Scan the records for lines with the word "long", and copy every such line.

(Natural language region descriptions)
━━━
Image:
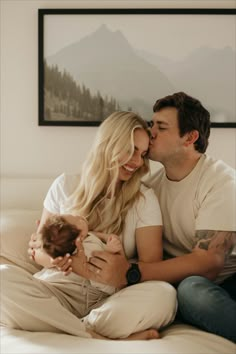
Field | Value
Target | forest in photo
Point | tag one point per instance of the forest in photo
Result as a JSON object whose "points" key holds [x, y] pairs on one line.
{"points": [[67, 100]]}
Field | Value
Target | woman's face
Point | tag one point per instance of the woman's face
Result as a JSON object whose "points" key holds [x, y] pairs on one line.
{"points": [[141, 144]]}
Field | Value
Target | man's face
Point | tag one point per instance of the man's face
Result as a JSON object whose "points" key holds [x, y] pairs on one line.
{"points": [[166, 144]]}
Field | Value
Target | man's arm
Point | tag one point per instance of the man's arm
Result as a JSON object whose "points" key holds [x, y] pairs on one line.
{"points": [[207, 261]]}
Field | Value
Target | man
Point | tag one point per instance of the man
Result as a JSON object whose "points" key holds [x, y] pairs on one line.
{"points": [[197, 198]]}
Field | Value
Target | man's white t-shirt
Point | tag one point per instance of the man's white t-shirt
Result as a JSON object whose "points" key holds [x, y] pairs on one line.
{"points": [[204, 200], [144, 212]]}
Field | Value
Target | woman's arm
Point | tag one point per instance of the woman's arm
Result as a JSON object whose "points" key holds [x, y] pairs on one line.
{"points": [[149, 244], [35, 250]]}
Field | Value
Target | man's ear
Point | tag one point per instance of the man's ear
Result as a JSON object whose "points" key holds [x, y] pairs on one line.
{"points": [[191, 137]]}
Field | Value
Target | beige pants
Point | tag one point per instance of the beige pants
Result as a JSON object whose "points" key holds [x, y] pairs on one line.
{"points": [[29, 304]]}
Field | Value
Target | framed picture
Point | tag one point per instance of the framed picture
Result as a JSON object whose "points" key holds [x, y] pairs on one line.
{"points": [[93, 62]]}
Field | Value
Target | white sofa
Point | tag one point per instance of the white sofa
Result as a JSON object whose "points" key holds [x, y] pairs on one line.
{"points": [[21, 204]]}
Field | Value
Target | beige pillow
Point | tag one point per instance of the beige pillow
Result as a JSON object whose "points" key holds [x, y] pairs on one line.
{"points": [[16, 227]]}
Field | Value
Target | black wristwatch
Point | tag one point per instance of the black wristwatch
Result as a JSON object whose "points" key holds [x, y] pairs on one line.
{"points": [[133, 274]]}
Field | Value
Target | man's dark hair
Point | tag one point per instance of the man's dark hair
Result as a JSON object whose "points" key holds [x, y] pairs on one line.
{"points": [[191, 116]]}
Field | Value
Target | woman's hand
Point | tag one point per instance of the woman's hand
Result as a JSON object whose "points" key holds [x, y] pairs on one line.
{"points": [[109, 268], [63, 263], [34, 244]]}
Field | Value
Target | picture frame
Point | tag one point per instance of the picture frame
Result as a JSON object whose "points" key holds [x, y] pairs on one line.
{"points": [[92, 62]]}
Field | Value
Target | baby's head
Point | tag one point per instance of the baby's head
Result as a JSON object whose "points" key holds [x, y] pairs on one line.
{"points": [[59, 234]]}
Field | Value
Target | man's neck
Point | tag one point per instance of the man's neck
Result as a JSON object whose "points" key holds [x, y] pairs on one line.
{"points": [[181, 168]]}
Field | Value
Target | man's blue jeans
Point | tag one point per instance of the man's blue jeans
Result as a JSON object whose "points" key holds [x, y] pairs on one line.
{"points": [[209, 306]]}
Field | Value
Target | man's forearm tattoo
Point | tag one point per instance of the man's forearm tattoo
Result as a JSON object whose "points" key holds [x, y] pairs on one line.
{"points": [[221, 241]]}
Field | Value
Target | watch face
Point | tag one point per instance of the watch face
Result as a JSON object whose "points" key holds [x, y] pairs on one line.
{"points": [[133, 274]]}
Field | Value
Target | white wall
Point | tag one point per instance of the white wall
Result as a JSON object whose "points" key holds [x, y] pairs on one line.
{"points": [[29, 150]]}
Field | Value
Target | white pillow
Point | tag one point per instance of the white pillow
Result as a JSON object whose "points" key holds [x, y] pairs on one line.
{"points": [[16, 227]]}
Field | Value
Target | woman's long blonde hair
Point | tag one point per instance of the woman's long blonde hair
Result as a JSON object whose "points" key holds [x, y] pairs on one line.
{"points": [[96, 196]]}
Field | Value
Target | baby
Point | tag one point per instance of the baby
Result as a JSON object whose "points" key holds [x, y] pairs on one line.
{"points": [[58, 236], [60, 232]]}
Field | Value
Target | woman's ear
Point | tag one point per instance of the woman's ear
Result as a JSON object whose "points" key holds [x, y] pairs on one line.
{"points": [[191, 137]]}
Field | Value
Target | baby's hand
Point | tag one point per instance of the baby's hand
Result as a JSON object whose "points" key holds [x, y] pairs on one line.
{"points": [[63, 263], [114, 244]]}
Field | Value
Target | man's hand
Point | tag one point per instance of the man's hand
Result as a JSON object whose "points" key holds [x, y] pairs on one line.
{"points": [[109, 268]]}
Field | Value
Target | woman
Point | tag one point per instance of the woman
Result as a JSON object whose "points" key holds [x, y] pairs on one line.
{"points": [[110, 195]]}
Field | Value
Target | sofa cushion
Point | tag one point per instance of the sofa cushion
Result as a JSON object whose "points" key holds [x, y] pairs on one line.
{"points": [[16, 227]]}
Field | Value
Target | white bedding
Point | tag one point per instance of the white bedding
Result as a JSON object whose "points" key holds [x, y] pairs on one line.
{"points": [[18, 215]]}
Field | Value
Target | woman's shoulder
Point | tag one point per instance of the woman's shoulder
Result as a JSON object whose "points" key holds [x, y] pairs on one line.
{"points": [[147, 191], [66, 183]]}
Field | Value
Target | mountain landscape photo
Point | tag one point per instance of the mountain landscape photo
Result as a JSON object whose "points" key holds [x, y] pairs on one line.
{"points": [[106, 72]]}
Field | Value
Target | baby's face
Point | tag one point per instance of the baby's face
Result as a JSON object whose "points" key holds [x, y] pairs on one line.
{"points": [[80, 223]]}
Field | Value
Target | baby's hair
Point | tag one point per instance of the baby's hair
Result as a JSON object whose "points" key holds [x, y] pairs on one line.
{"points": [[58, 236]]}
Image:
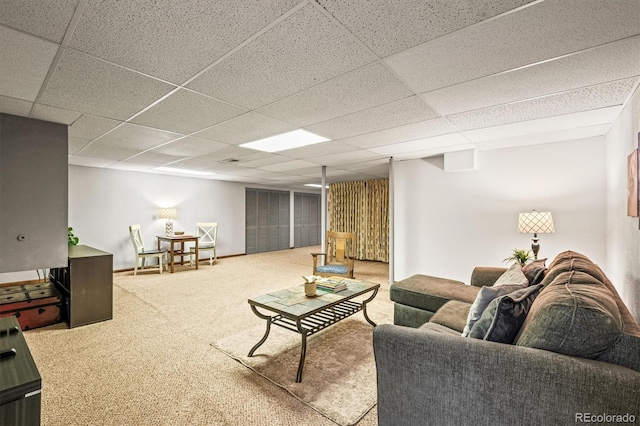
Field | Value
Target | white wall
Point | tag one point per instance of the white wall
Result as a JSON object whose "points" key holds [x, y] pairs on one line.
{"points": [[446, 223], [623, 233], [104, 202]]}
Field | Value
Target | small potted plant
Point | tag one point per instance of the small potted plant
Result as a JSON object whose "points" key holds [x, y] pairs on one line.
{"points": [[73, 240], [521, 256]]}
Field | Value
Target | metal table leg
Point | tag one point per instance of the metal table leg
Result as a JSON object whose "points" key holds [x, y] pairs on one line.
{"points": [[266, 333], [303, 351], [364, 307]]}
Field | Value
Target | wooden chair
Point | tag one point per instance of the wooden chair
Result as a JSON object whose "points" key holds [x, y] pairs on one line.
{"points": [[339, 255], [142, 253], [207, 233]]}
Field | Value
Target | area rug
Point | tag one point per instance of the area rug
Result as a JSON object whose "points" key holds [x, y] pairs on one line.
{"points": [[339, 376]]}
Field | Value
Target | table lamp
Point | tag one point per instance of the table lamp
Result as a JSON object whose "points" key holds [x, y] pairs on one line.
{"points": [[534, 223], [169, 213]]}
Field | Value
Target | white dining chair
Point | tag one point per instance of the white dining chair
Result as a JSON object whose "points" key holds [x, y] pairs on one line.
{"points": [[142, 253], [207, 233]]}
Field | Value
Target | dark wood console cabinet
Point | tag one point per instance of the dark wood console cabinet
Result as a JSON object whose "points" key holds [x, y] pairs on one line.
{"points": [[20, 381], [86, 286]]}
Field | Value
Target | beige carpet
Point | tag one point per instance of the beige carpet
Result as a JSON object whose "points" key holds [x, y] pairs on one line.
{"points": [[153, 364], [339, 378]]}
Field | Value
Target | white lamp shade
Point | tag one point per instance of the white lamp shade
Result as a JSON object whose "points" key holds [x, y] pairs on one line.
{"points": [[169, 213], [535, 223]]}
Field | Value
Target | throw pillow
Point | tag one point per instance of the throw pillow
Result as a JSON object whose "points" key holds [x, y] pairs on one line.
{"points": [[512, 280], [534, 271], [575, 315], [504, 316], [511, 276]]}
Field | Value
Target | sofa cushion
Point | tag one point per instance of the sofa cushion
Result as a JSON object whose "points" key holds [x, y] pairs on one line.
{"points": [[511, 276], [453, 315], [568, 255], [574, 264], [430, 293], [625, 351], [534, 271], [504, 316], [512, 280], [574, 315]]}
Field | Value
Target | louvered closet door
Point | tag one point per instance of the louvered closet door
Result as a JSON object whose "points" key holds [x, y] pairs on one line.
{"points": [[267, 220], [306, 219]]}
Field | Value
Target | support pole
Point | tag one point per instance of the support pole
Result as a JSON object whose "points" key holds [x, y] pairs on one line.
{"points": [[391, 221], [323, 212]]}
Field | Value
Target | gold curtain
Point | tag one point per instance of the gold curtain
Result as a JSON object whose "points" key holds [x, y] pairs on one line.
{"points": [[362, 207]]}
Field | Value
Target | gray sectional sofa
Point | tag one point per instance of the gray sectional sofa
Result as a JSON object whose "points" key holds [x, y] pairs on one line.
{"points": [[572, 351]]}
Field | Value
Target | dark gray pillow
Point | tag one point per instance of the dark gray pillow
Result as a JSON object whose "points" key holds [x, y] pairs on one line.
{"points": [[502, 319], [534, 271]]}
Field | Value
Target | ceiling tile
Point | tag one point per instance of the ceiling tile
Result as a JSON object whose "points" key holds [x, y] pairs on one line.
{"points": [[382, 163], [344, 158], [190, 147], [423, 129], [288, 165], [550, 124], [302, 51], [78, 160], [542, 31], [83, 83], [137, 138], [186, 112], [588, 98], [48, 19], [53, 114], [154, 158], [107, 151], [245, 128], [91, 126], [452, 139], [366, 87], [546, 137], [193, 34], [397, 113], [226, 153], [324, 148], [388, 27], [264, 161], [76, 144], [610, 62], [15, 106], [25, 63], [132, 167]]}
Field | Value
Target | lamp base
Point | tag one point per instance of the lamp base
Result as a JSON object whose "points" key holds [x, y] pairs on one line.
{"points": [[535, 247]]}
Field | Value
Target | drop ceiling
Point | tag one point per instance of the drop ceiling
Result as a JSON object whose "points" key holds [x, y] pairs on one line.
{"points": [[145, 83]]}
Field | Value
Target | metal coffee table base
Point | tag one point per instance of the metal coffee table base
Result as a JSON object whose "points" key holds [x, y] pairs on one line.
{"points": [[313, 323]]}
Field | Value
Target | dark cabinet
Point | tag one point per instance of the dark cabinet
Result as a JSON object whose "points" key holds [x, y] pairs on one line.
{"points": [[86, 286], [33, 194], [20, 381]]}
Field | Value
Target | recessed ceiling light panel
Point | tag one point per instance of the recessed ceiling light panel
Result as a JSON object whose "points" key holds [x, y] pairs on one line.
{"points": [[289, 140], [183, 171]]}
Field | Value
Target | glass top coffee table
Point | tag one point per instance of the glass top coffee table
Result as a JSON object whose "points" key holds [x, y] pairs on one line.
{"points": [[308, 315]]}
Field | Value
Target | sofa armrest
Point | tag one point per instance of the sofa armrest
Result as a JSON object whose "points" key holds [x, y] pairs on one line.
{"points": [[426, 377], [485, 275]]}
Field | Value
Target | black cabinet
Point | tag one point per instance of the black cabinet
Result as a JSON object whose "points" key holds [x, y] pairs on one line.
{"points": [[33, 194], [86, 286], [20, 381]]}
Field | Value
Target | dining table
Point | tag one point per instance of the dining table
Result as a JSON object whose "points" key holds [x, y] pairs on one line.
{"points": [[179, 239]]}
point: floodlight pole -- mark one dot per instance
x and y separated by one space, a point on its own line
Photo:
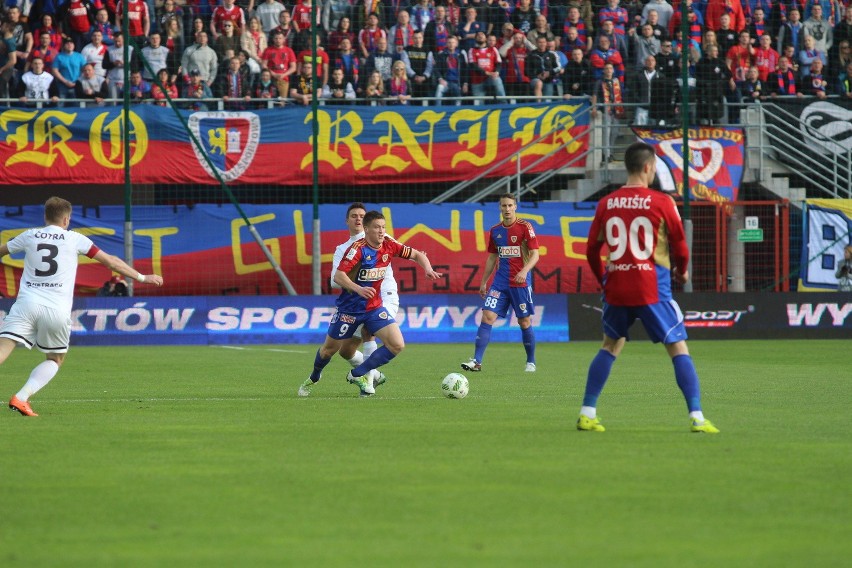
316 250
684 115
125 135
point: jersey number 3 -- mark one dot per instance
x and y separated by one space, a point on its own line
619 238
48 258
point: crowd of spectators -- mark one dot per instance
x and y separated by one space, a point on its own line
398 51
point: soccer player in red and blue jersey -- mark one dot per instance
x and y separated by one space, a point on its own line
360 274
513 251
644 234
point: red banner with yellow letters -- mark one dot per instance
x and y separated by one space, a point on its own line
358 145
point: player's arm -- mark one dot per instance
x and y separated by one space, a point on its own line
117 265
490 266
678 249
594 245
420 258
343 281
335 262
532 259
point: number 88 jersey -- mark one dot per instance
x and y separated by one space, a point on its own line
51 255
644 234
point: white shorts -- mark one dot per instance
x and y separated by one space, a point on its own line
48 329
390 300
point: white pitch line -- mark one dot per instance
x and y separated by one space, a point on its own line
220 399
239 348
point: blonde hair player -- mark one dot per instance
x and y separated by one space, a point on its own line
41 314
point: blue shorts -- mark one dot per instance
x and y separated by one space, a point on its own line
343 325
498 301
663 321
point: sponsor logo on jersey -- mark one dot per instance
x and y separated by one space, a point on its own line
371 274
50 236
513 251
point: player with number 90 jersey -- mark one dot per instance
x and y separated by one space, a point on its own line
366 266
512 246
643 231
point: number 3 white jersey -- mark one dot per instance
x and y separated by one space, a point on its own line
50 264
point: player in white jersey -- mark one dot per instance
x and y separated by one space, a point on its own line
41 314
390 297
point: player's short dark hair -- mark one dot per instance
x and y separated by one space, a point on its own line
55 208
637 155
356 205
372 216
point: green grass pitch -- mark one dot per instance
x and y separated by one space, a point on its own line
204 456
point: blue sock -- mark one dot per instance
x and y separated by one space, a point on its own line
598 374
319 365
687 380
528 336
483 336
379 357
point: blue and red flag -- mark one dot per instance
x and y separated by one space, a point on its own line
715 160
357 145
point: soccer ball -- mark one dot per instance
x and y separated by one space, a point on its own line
455 385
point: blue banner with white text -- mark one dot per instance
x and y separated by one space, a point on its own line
236 320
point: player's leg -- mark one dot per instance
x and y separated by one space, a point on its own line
616 322
496 303
6 347
382 325
522 302
664 323
20 326
349 348
341 328
390 300
370 344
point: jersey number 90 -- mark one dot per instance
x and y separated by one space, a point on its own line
619 238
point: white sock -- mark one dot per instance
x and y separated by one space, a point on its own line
369 347
356 359
40 376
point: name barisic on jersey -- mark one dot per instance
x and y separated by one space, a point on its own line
628 203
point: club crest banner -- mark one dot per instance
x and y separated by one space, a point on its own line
828 229
358 145
715 160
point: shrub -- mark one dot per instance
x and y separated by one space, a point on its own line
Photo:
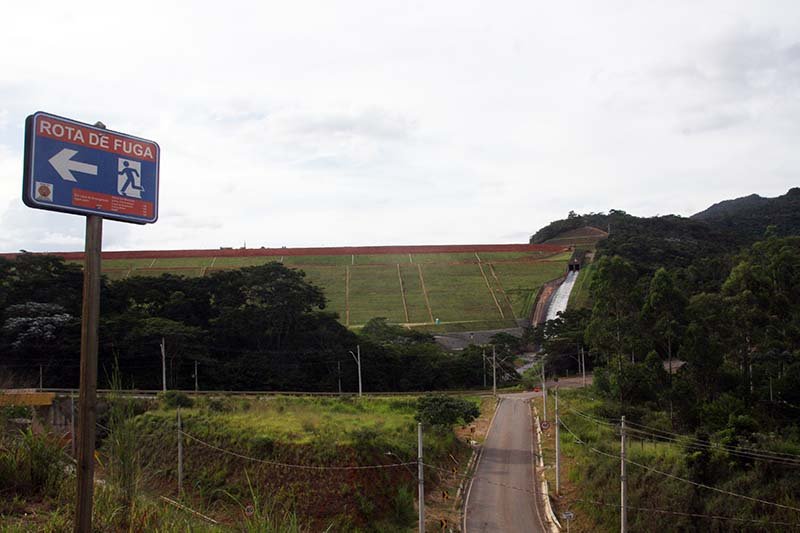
173 399
33 464
441 410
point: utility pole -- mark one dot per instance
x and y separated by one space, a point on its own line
583 366
483 355
544 392
623 492
180 455
358 362
558 448
72 421
420 475
163 366
494 371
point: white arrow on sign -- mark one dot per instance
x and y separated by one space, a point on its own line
65 166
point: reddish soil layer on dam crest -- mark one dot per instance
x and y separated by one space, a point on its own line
346 250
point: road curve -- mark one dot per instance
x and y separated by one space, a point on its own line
507 461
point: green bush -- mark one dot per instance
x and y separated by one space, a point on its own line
441 410
33 464
173 399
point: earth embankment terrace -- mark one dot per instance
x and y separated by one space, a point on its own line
342 250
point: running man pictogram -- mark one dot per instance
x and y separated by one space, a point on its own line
132 176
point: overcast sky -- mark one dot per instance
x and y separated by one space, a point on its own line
364 123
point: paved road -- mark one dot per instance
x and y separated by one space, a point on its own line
507 459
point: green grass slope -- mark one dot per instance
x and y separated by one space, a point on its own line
465 291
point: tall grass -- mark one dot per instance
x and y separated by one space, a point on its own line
124 459
32 464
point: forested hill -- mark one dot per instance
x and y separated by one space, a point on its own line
674 241
748 217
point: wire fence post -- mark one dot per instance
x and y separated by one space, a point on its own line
558 449
72 422
420 475
180 455
163 366
494 371
623 491
544 393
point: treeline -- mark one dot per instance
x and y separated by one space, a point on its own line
732 341
255 328
737 331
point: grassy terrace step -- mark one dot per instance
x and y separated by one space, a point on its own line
457 292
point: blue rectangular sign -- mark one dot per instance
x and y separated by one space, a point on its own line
82 169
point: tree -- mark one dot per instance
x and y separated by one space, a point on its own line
663 311
614 323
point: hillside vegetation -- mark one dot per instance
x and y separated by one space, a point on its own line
719 435
464 291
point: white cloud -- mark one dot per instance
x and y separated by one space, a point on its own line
313 123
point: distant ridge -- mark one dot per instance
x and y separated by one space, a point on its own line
731 207
748 218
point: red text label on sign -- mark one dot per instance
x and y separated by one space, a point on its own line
106 141
111 203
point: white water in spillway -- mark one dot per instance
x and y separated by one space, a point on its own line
560 299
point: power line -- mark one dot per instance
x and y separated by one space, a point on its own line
741 451
678 478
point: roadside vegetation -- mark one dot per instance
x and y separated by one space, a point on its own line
282 464
257 328
692 331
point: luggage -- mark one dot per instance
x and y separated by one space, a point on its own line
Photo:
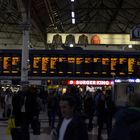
36 126
19 134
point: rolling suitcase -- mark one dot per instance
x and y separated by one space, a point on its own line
19 134
36 126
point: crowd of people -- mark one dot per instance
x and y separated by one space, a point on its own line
76 111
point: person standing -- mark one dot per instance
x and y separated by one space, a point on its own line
71 126
127 124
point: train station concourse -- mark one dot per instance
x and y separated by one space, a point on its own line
69 69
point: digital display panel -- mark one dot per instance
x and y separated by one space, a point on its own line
88 66
71 65
53 64
123 66
67 65
97 66
36 65
6 65
16 64
62 65
1 61
105 66
45 65
113 65
79 65
131 66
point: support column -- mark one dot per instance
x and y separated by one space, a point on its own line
25 65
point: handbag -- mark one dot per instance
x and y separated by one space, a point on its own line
10 125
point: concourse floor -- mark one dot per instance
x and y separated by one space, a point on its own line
45 131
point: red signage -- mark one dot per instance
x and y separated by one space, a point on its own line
89 82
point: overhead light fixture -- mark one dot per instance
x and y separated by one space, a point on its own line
72 14
73 20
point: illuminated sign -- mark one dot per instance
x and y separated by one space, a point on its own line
92 64
89 82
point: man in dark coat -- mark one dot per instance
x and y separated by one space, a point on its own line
71 127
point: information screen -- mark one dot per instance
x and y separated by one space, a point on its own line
7 65
49 63
36 65
45 65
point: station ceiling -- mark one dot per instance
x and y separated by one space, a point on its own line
54 16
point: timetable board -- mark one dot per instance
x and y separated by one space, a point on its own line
85 64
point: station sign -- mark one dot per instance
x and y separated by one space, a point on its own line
90 82
135 33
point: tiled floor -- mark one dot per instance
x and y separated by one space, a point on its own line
45 133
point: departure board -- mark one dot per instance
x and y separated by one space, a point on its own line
62 65
6 65
1 62
45 65
97 66
113 65
72 64
53 64
137 67
79 65
131 66
36 65
123 66
88 66
105 66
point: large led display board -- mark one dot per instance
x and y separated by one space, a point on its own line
72 63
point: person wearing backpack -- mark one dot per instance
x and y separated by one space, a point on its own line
127 125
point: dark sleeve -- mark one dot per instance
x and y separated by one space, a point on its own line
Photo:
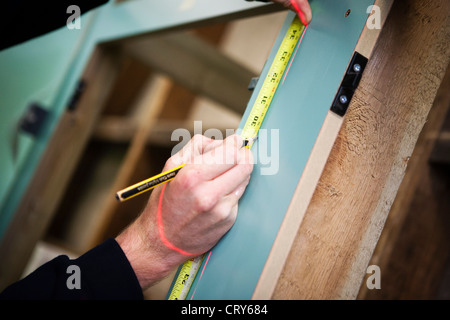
22 20
104 273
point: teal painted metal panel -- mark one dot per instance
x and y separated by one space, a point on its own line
32 72
297 114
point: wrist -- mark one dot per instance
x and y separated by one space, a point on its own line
149 262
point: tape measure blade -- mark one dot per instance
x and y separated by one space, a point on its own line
251 127
272 79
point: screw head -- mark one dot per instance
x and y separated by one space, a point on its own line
343 99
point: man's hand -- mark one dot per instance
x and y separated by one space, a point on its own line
300 6
187 216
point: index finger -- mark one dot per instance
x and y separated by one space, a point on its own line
220 159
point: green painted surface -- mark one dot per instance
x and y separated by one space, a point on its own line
46 70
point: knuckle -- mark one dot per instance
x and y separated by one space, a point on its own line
203 202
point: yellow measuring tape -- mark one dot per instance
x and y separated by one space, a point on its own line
189 270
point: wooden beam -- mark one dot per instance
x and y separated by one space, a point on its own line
340 229
55 168
413 247
195 64
151 103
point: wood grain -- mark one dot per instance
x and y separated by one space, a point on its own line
341 227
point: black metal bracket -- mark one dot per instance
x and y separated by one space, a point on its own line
33 120
349 84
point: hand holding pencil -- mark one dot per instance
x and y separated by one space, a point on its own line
189 215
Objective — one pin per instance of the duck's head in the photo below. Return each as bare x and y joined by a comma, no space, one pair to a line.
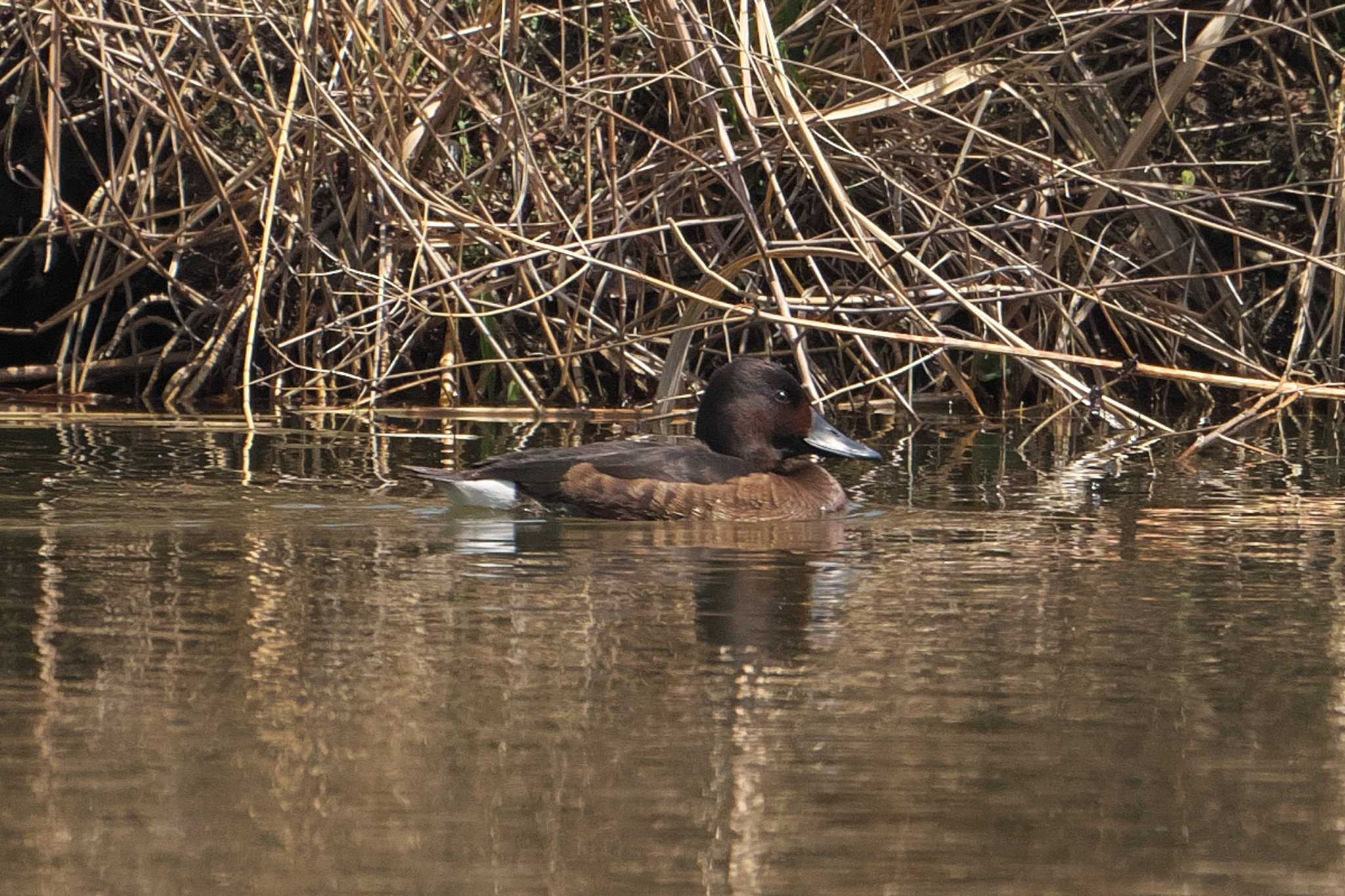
━━━
TASK OUTPUT>
Target | woman's long blonde hair
Point | tag one point per instance of the woman's long blonde hair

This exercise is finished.